*YOUR OBJECTIVE*.
Return every line of the data below that contains the string "photo".

*INFORMATION GIVEN*.

++++++

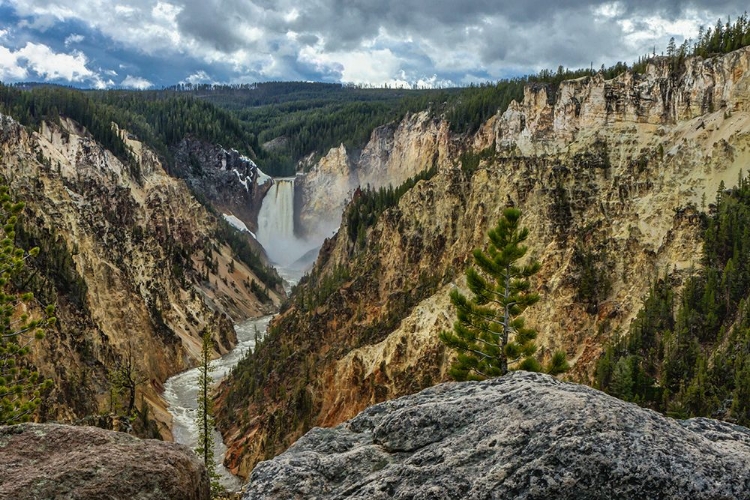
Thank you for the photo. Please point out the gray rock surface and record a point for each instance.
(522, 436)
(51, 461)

++++++

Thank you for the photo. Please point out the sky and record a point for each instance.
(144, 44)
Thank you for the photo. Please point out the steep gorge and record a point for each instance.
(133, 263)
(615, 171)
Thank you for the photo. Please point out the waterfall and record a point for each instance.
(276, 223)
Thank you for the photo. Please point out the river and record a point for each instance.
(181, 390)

++++++

*OUTPUT*.
Thank you for the photo. Please point out the gray rock surface and record a point for each instance.
Thank you for the photo. Please point out the sky and record a point for each instance.
Thank you for the photo. Please point out the steep gorge and record a point for each instance.
Thank you for the photo. Please point out the waterfall and record a point for each instance.
Thank you for the photo. Please point out the river and record a point for each instance.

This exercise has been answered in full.